▶ [Exercise] Repeat word for word the lines of the entries below, starting at the line containing "water, one line per instance." and ending at the line containing "Phrase: white wave crest", without the pictures.

◆ ◆ ◆

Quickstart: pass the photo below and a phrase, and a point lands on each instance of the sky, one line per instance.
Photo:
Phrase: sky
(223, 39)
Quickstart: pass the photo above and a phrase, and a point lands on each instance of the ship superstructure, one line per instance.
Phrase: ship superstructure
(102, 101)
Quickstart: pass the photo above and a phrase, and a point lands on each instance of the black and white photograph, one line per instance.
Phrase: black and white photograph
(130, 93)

◆ ◆ ◆

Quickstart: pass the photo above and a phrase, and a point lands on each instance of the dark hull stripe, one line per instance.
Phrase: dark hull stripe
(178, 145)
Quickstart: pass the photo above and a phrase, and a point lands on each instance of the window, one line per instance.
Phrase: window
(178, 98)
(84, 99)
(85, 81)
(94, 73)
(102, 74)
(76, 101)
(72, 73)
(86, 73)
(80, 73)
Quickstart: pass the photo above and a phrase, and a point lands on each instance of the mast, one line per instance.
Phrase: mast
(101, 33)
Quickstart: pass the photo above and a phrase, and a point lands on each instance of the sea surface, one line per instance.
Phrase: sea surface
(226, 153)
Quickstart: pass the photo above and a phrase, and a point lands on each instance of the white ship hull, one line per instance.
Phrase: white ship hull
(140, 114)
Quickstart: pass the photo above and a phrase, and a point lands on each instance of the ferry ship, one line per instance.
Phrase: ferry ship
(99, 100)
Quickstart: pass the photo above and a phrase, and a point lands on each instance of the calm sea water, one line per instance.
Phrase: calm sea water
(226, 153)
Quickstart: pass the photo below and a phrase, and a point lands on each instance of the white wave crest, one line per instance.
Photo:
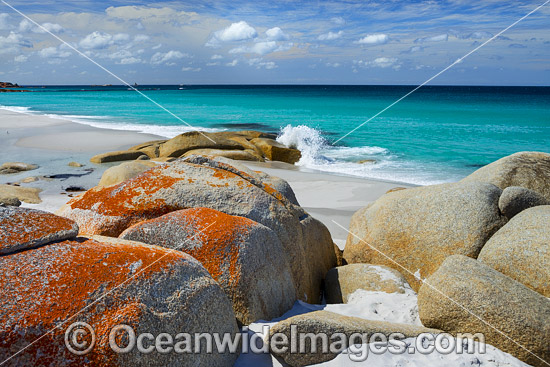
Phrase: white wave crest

◆ ◆ ◆

▶ [Reply to the exercise]
Quickstart: pass the photo above and a phrase, and a point lands on each instance of the calm sea water, one line per instance.
Phrase: calm sea water
(226, 153)
Quickstart: pass the photo below and a phrase, and a point lands on each instance of the white wave crest, one line per instance.
Photo:
Phrase: white wave crest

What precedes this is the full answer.